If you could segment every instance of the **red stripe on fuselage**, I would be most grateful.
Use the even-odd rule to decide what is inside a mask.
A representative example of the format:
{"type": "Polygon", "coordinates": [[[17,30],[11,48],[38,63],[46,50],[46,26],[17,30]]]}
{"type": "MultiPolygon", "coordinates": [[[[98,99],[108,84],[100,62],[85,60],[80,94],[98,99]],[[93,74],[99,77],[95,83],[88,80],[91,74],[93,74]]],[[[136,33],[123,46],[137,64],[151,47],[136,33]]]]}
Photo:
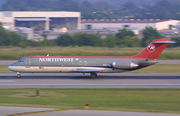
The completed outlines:
{"type": "Polygon", "coordinates": [[[135,56],[27,56],[25,58],[136,58],[135,56]]]}

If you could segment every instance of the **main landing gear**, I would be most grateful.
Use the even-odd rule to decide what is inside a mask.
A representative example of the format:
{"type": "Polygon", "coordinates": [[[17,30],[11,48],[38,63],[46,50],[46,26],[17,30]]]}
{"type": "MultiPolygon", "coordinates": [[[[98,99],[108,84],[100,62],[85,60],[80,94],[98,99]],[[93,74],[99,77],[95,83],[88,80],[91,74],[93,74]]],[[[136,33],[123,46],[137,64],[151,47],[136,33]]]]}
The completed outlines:
{"type": "Polygon", "coordinates": [[[97,77],[97,73],[95,73],[95,72],[92,72],[90,74],[91,74],[91,78],[96,78],[97,77]]]}
{"type": "Polygon", "coordinates": [[[20,72],[17,72],[17,78],[20,78],[20,77],[21,77],[20,72]]]}

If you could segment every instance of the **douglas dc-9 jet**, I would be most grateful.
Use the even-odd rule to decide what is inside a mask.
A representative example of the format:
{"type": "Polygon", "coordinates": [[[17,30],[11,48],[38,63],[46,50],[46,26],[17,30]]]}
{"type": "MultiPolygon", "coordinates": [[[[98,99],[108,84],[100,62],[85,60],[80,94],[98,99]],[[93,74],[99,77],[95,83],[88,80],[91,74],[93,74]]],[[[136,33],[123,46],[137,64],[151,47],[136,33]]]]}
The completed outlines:
{"type": "Polygon", "coordinates": [[[21,73],[118,73],[133,71],[158,63],[156,60],[171,40],[155,39],[135,56],[27,56],[10,65],[21,73]]]}

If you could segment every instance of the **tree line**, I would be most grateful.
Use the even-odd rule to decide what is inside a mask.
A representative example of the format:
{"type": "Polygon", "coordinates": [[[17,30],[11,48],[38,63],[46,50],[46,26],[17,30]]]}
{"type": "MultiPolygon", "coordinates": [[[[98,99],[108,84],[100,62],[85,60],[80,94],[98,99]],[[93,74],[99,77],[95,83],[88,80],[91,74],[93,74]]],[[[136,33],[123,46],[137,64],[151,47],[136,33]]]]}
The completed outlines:
{"type": "MultiPolygon", "coordinates": [[[[134,1],[135,2],[135,1],[134,1]]],[[[2,11],[78,11],[83,19],[176,19],[180,20],[179,0],[160,0],[137,6],[132,1],[113,6],[107,2],[83,0],[7,0],[2,11]],[[17,4],[18,3],[18,4],[17,4]]]]}
{"type": "MultiPolygon", "coordinates": [[[[13,31],[5,31],[0,23],[0,46],[18,46],[18,47],[43,47],[43,46],[93,46],[93,47],[145,47],[154,39],[163,38],[163,36],[152,27],[146,27],[142,31],[143,38],[135,36],[134,32],[127,29],[119,30],[115,35],[108,34],[101,38],[98,33],[74,33],[73,36],[68,33],[59,35],[57,39],[47,40],[47,35],[43,35],[43,40],[27,40],[13,31]]],[[[180,46],[180,37],[173,37],[177,43],[170,47],[180,46]]]]}

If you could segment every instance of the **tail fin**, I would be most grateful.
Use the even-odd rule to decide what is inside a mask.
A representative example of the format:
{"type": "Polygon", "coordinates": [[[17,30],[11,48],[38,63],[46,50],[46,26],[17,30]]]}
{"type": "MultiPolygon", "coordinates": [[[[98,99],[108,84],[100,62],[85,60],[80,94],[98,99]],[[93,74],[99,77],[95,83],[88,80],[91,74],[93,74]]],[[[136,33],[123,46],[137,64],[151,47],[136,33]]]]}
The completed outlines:
{"type": "Polygon", "coordinates": [[[157,59],[161,52],[169,43],[175,43],[171,40],[155,39],[140,54],[135,55],[136,58],[157,59]]]}

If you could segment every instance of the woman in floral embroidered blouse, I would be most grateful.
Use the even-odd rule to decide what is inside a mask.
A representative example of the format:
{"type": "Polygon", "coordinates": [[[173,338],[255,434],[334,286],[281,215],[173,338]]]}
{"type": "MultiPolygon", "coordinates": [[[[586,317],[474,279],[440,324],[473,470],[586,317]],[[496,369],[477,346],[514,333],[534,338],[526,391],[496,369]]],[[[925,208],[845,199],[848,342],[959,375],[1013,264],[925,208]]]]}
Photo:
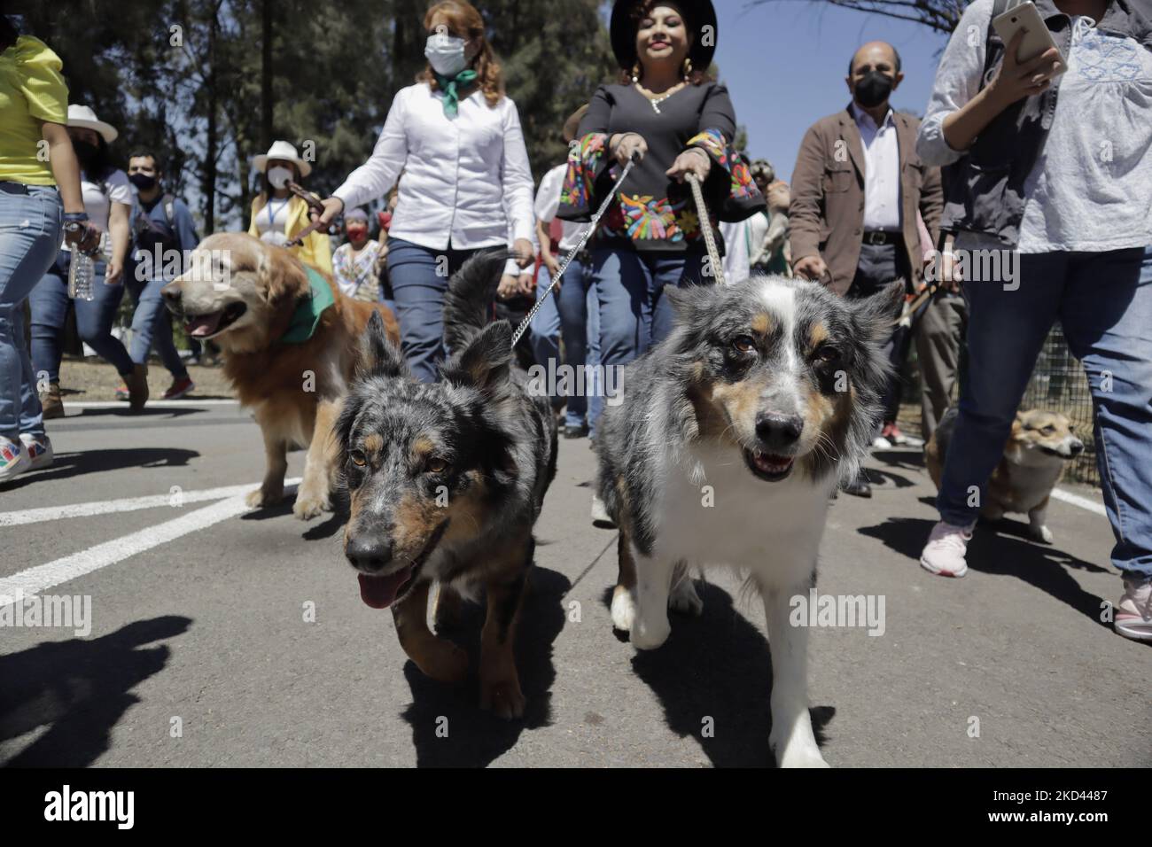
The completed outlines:
{"type": "MultiPolygon", "coordinates": [[[[589,220],[630,157],[638,164],[592,241],[601,362],[620,366],[672,327],[667,285],[711,281],[691,190],[695,173],[717,242],[718,220],[765,207],[732,148],[736,115],[728,90],[705,75],[715,52],[707,0],[616,0],[612,45],[620,84],[601,85],[568,159],[559,217],[589,220]]],[[[722,249],[722,247],[721,247],[722,249]]]]}

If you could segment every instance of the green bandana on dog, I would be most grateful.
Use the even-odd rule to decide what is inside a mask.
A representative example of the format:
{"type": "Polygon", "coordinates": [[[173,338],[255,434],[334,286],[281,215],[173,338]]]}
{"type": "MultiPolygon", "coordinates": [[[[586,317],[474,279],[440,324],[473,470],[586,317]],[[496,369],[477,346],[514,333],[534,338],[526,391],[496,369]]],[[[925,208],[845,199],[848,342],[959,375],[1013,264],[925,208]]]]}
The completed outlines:
{"type": "Polygon", "coordinates": [[[302,345],[312,338],[325,309],[336,302],[332,296],[332,288],[319,271],[308,265],[304,265],[304,271],[308,273],[309,294],[293,312],[288,332],[280,336],[280,342],[285,345],[302,345]]]}
{"type": "Polygon", "coordinates": [[[473,82],[476,82],[475,70],[461,70],[453,77],[435,75],[437,85],[444,92],[444,113],[449,118],[455,118],[456,113],[460,112],[460,96],[456,93],[457,89],[467,89],[473,82]]]}

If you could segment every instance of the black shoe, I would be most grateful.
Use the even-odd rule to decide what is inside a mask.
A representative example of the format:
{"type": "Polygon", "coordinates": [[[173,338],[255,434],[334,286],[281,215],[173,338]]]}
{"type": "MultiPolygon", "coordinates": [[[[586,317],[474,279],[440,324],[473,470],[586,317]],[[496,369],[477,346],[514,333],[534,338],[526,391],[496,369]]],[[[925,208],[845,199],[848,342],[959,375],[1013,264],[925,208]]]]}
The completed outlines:
{"type": "Polygon", "coordinates": [[[846,494],[852,497],[872,497],[872,485],[869,484],[867,471],[864,469],[861,469],[855,479],[840,487],[846,494]]]}

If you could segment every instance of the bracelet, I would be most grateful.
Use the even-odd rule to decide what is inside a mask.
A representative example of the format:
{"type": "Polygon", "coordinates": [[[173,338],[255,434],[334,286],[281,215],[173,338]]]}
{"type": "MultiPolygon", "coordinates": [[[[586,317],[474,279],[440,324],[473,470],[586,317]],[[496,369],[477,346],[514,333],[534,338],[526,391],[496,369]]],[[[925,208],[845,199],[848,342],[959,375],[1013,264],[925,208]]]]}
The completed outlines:
{"type": "Polygon", "coordinates": [[[685,151],[685,152],[689,152],[689,151],[692,151],[692,150],[695,150],[696,152],[698,152],[702,156],[704,156],[704,158],[708,160],[708,165],[712,164],[712,157],[708,156],[708,151],[707,150],[705,150],[704,148],[689,148],[688,151],[685,151]]]}

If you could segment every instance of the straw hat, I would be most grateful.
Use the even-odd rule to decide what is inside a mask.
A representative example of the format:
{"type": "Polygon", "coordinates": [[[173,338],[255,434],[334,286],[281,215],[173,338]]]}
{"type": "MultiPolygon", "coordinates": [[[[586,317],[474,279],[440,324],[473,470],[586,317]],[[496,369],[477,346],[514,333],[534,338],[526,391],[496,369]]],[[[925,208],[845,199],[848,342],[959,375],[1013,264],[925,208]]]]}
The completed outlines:
{"type": "Polygon", "coordinates": [[[111,123],[105,123],[96,116],[96,112],[89,106],[81,106],[75,103],[68,105],[68,126],[81,129],[94,129],[104,138],[105,144],[112,144],[120,133],[111,123]]]}
{"type": "Polygon", "coordinates": [[[252,165],[263,174],[268,168],[268,159],[283,159],[285,161],[296,162],[296,167],[300,168],[301,176],[308,176],[312,173],[312,165],[301,159],[296,154],[296,148],[286,141],[272,142],[272,146],[268,148],[268,152],[252,157],[252,165]]]}

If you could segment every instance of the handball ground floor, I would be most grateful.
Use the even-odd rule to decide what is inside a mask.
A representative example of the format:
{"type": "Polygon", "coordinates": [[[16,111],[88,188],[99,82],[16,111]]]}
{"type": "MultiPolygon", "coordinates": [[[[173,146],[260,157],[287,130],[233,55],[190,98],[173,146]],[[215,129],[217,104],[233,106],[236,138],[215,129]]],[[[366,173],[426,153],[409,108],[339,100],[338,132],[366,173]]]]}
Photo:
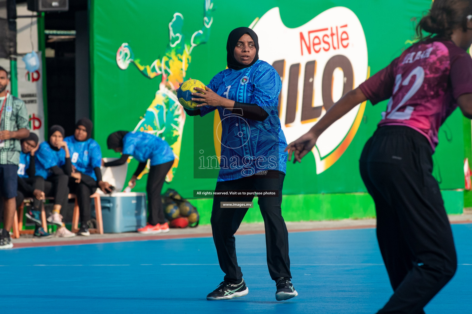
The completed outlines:
{"type": "MultiPolygon", "coordinates": [[[[428,314],[470,313],[472,213],[450,215],[458,256],[453,279],[428,314]]],[[[392,293],[373,219],[287,222],[292,281],[298,296],[278,302],[267,269],[264,226],[243,224],[238,262],[249,290],[207,301],[223,279],[211,227],[68,239],[13,239],[0,251],[5,289],[0,313],[365,313],[392,293]]]]}

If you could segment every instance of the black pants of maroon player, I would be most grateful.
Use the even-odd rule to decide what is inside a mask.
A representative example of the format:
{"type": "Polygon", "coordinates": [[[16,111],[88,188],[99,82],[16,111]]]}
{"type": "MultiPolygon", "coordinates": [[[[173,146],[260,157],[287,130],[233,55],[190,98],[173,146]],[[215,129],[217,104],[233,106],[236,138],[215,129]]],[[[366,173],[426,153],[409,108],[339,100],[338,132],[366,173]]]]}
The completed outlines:
{"type": "MultiPolygon", "coordinates": [[[[257,203],[264,219],[265,227],[267,266],[273,280],[292,278],[288,257],[288,233],[282,217],[282,188],[285,174],[269,170],[264,175],[254,175],[236,180],[217,182],[215,191],[229,190],[272,190],[278,191],[278,197],[260,197],[257,203]]],[[[221,270],[226,281],[241,282],[243,273],[236,258],[236,233],[248,208],[222,208],[220,202],[250,202],[254,196],[246,197],[215,197],[211,210],[213,240],[221,270]]]]}
{"type": "Polygon", "coordinates": [[[146,192],[148,197],[148,222],[152,225],[166,222],[160,193],[166,180],[166,175],[173,163],[174,161],[172,161],[149,168],[146,192]]]}
{"type": "Polygon", "coordinates": [[[427,138],[407,127],[379,128],[361,156],[375,203],[377,239],[394,294],[378,313],[424,313],[457,267],[451,226],[432,175],[427,138]]]}

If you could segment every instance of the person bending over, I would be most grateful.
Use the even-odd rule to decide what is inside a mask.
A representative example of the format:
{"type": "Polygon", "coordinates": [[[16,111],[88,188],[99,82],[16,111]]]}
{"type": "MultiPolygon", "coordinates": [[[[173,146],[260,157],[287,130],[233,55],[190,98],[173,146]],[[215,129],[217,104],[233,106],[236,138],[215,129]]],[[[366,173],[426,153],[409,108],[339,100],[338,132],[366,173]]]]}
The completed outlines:
{"type": "Polygon", "coordinates": [[[166,175],[172,167],[175,158],[169,144],[160,137],[149,133],[126,131],[111,133],[108,137],[107,144],[109,149],[122,153],[123,155],[119,159],[105,162],[105,167],[122,165],[130,155],[139,162],[128,184],[131,188],[136,185],[138,176],[144,170],[148,160],[150,160],[149,174],[146,185],[148,223],[145,227],[138,229],[138,232],[145,234],[169,232],[169,226],[164,216],[160,198],[166,175]]]}
{"type": "Polygon", "coordinates": [[[44,178],[41,176],[36,175],[34,153],[39,147],[38,141],[38,136],[33,132],[30,132],[29,136],[21,141],[17,207],[21,204],[25,197],[33,198],[33,205],[25,216],[34,223],[34,236],[44,238],[51,237],[51,235],[41,226],[41,209],[43,206],[42,200],[46,195],[44,192],[44,178]]]}
{"type": "Polygon", "coordinates": [[[91,218],[90,195],[97,187],[104,193],[112,191],[110,185],[101,180],[101,151],[98,143],[90,138],[93,127],[92,121],[83,118],[76,123],[74,135],[64,140],[69,148],[72,164],[69,188],[77,196],[79,205],[80,229],[78,234],[84,236],[90,235],[87,224],[91,218]]]}
{"type": "Polygon", "coordinates": [[[35,154],[36,175],[45,179],[44,193],[54,198],[52,212],[47,220],[59,226],[56,235],[70,238],[76,235],[66,228],[60,214],[61,209],[67,205],[69,189],[67,184],[72,166],[67,143],[64,141],[64,128],[53,125],[49,129],[49,140],[43,142],[35,154]]]}

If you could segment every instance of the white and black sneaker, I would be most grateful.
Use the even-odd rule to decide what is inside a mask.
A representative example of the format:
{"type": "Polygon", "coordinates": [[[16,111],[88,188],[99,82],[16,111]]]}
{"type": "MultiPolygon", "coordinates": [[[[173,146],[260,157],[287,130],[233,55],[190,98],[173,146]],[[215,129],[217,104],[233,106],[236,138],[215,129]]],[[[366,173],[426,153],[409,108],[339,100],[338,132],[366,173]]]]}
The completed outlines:
{"type": "Polygon", "coordinates": [[[275,292],[275,298],[277,301],[288,300],[298,295],[290,278],[278,278],[275,281],[275,284],[277,286],[277,291],[275,292]]]}
{"type": "Polygon", "coordinates": [[[89,231],[88,229],[88,225],[86,224],[82,224],[80,225],[80,229],[77,234],[79,235],[84,235],[86,237],[88,237],[90,235],[90,232],[89,231]]]}
{"type": "Polygon", "coordinates": [[[10,233],[3,228],[0,228],[0,250],[13,247],[13,243],[11,243],[11,239],[10,239],[10,233]]]}
{"type": "Polygon", "coordinates": [[[224,281],[218,285],[212,292],[208,294],[207,300],[228,300],[233,298],[244,297],[249,292],[244,279],[241,279],[239,283],[224,281]]]}

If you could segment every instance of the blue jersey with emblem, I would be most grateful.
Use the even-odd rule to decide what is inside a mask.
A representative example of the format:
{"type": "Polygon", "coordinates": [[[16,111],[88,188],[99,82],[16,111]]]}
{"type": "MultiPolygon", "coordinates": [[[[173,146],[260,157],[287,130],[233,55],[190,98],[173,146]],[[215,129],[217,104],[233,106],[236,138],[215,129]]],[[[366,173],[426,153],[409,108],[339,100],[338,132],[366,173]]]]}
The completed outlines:
{"type": "Polygon", "coordinates": [[[287,153],[285,136],[278,114],[280,77],[265,61],[259,60],[241,70],[227,69],[216,74],[208,86],[222,97],[255,104],[269,114],[263,121],[245,119],[238,109],[205,106],[203,116],[218,110],[221,120],[221,153],[219,181],[235,180],[269,170],[285,173],[287,153]]]}
{"type": "Polygon", "coordinates": [[[20,163],[18,164],[18,176],[20,177],[28,177],[26,170],[29,168],[30,158],[31,155],[28,153],[27,154],[20,152],[20,163]]]}
{"type": "Polygon", "coordinates": [[[71,135],[64,139],[70,153],[70,161],[78,171],[90,176],[95,181],[94,168],[101,165],[101,150],[98,143],[92,138],[80,142],[71,135]]]}
{"type": "Polygon", "coordinates": [[[172,148],[163,139],[143,132],[129,132],[123,138],[123,153],[131,155],[140,162],[151,160],[155,166],[174,160],[172,148]]]}
{"type": "Polygon", "coordinates": [[[62,148],[54,150],[49,143],[43,142],[34,154],[34,163],[36,175],[47,179],[52,174],[50,168],[54,166],[61,167],[66,163],[66,151],[62,148]]]}

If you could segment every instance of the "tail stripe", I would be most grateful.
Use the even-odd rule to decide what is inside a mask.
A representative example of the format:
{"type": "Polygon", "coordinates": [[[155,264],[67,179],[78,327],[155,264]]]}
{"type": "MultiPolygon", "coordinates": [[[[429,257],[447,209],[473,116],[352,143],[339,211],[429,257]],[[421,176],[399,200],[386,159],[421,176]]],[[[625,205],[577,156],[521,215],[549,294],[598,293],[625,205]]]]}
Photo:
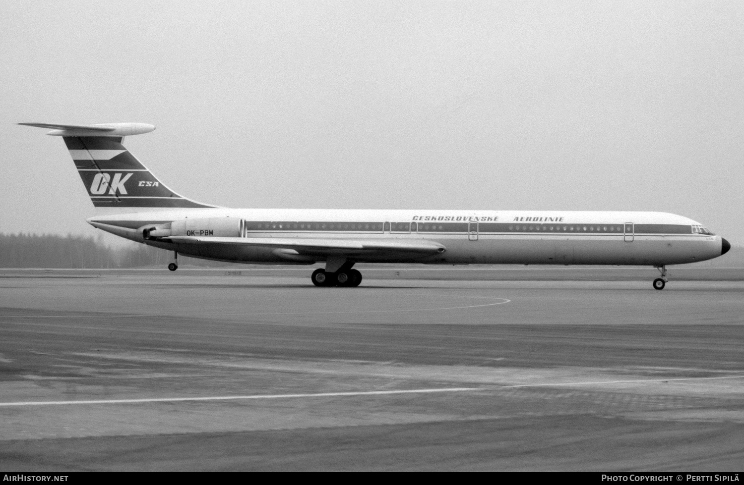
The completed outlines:
{"type": "Polygon", "coordinates": [[[70,150],[72,160],[111,160],[126,150],[70,150]]]}
{"type": "Polygon", "coordinates": [[[62,136],[97,207],[214,207],[176,194],[153,175],[121,144],[121,136],[155,129],[143,123],[111,123],[103,126],[25,123],[43,128],[56,127],[48,134],[62,136]]]}

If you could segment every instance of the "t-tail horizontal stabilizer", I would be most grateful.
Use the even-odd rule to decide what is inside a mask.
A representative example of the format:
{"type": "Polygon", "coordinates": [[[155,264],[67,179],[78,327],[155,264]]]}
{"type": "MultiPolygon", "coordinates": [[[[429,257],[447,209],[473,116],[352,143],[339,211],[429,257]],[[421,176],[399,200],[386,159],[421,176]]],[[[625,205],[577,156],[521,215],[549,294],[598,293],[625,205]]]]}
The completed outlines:
{"type": "Polygon", "coordinates": [[[125,136],[150,133],[146,123],[60,125],[19,123],[51,128],[61,136],[96,207],[214,207],[180,195],[158,180],[121,144],[125,136]]]}

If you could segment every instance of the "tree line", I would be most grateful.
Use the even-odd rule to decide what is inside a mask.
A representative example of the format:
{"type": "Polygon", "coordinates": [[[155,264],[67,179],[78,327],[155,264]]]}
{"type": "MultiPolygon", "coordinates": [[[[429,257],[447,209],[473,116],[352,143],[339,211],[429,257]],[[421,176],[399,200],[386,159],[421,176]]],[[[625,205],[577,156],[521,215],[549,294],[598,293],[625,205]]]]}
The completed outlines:
{"type": "MultiPolygon", "coordinates": [[[[56,234],[0,233],[0,267],[132,268],[164,267],[170,251],[129,243],[109,246],[103,238],[56,234]]],[[[228,264],[179,256],[179,264],[220,267],[228,264]]]]}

☆ ☆ ☆ ☆ ☆

Report how many lines in the entries above contain the string "stripe", giving only the number.

2